WORK TO BE COMPLETED: Copy the listing word for word, starting at the line containing "Can you see the rectangular" and ending at the last line of the listing.

DATASET CONTENT:
#####

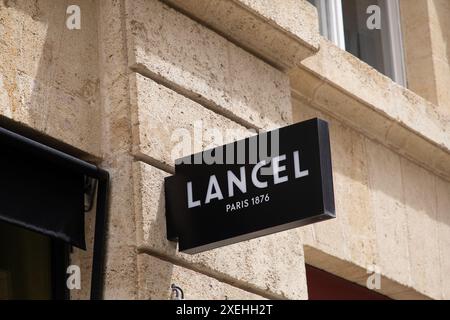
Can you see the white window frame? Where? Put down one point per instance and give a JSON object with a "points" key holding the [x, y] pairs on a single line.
{"points": [[332, 27]]}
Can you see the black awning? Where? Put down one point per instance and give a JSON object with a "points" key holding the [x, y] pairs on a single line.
{"points": [[42, 189], [39, 193]]}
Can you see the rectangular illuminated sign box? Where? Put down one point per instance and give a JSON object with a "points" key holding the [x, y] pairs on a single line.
{"points": [[261, 185]]}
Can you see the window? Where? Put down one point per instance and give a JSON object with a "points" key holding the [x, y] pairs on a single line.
{"points": [[344, 22]]}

#####

EXERCISE RESPONSE:
Can you see the rectangular illuminated sign box? Where? Put down one point per instance and give a JSON object with a "points" key holding the [x, y] pairs on a single line.
{"points": [[261, 185]]}
Can you see the window? Where? Put down one point per instance and give a JSON object with a "points" key holding the [x, y] pairs on a single line.
{"points": [[344, 22]]}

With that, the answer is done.